■ PROBLEM TO SOLVE:
Please update the lines starting with the line that contains "Accessibility service: describe where the pea plant" and going on through the line that contains "[30,482,54,511]". Replace "stainless steel pot" with "metal cooking pot" and leave everything else unchanged.

(Records from a dataset)
^^^^^^^^
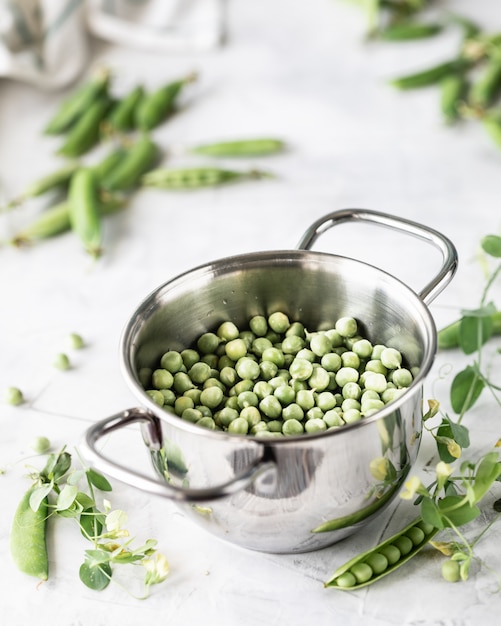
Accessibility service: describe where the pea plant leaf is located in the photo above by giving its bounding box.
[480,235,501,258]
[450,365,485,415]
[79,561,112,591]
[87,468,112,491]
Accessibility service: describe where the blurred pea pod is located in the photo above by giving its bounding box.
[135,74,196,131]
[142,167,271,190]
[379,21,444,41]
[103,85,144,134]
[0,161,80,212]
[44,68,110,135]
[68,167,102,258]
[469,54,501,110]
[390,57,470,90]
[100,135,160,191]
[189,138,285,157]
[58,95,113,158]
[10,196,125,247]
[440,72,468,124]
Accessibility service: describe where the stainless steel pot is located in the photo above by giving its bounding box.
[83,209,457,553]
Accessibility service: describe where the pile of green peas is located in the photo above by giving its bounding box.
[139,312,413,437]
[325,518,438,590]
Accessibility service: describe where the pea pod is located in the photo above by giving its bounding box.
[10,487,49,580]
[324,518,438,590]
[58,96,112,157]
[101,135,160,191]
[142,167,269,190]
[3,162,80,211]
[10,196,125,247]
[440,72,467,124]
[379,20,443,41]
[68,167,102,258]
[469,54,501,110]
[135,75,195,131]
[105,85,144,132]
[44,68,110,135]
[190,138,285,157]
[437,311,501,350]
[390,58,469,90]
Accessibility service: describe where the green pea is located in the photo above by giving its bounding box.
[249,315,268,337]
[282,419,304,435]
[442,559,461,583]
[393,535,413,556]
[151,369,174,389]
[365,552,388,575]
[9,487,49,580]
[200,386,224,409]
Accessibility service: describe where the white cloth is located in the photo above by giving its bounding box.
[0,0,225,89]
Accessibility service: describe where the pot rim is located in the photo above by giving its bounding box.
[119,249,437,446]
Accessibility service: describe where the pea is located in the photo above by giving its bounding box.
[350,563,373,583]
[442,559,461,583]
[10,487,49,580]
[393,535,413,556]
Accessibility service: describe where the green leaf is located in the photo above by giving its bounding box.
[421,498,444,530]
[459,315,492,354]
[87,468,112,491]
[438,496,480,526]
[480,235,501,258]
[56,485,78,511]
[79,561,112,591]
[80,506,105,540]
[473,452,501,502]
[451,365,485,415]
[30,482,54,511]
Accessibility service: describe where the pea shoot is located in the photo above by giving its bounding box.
^^^^^^^^
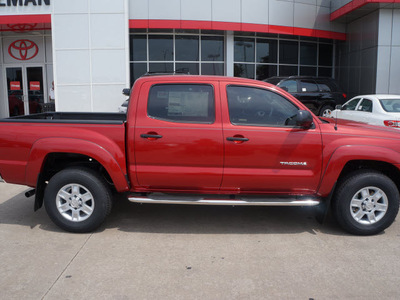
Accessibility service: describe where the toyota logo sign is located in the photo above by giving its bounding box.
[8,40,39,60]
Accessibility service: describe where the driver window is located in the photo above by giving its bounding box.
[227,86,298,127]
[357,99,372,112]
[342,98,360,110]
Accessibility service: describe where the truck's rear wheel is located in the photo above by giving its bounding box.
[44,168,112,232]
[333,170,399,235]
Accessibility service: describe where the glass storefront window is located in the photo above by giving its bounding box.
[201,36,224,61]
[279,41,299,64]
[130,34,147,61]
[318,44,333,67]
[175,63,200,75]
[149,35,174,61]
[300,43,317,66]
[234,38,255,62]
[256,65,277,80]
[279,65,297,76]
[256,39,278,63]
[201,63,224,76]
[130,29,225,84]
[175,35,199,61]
^^^^^^^^
■ CORRECT OUTPUT:
Accessibility service: describe where the pea plant leaf is located in the photo above by giving its bounding box.
[480,235,501,258]
[450,365,485,415]
[79,561,112,591]
[87,468,112,491]
Accessibility service: describe where the blurred pea pod is located in the photo above by giving its bounding box.
[135,74,196,131]
[142,167,271,190]
[379,21,444,41]
[103,85,144,134]
[0,161,80,212]
[44,68,110,135]
[68,167,102,258]
[469,54,501,110]
[390,57,470,90]
[100,135,160,191]
[189,138,285,157]
[58,95,113,158]
[10,196,125,247]
[440,72,468,124]
Accessibility service: describe where the metal cooking pot is located in the photo above by giving its bounding box.
[83,209,457,553]
Accessibility service: describe where the pile of green peas is located in the photo above by giving its bounding box.
[139,312,413,437]
[325,518,438,590]
Accessibility service: describe where the pea pod is located in the photo above by giving its bounding box.
[10,487,49,580]
[324,518,438,590]
[58,96,112,157]
[101,135,160,191]
[142,167,269,190]
[3,162,80,211]
[10,196,125,247]
[440,72,467,124]
[379,20,443,41]
[68,167,102,258]
[469,54,501,110]
[135,75,195,131]
[105,85,144,132]
[44,68,110,135]
[190,138,285,157]
[437,311,501,350]
[390,58,469,90]
Accessibility service: describe where the green pea is located in the photo above by giving its bounding box.
[249,315,268,337]
[282,419,304,435]
[442,559,461,583]
[393,535,413,556]
[151,369,174,389]
[365,552,388,575]
[9,487,49,580]
[200,386,224,409]
Accessibility service: describe where the white cloth is located in the photo above by giving its bounding box.
[0,0,225,89]
Accessibility service: describe where the pot rim is located in the photo above by giving its bounding box.
[119,249,437,446]
Accessibility service: describe where the pea is located in the photo above by giving its bounding box.
[350,563,373,583]
[442,559,461,583]
[10,487,49,580]
[393,535,413,556]
Accessibility service: describe where the green leaf is located in the photo above by giving its bounding box.
[421,498,444,530]
[459,315,492,354]
[87,468,112,491]
[438,496,480,526]
[480,235,501,258]
[56,485,78,511]
[79,561,112,591]
[80,506,105,540]
[473,452,501,502]
[451,365,485,415]
[30,482,54,511]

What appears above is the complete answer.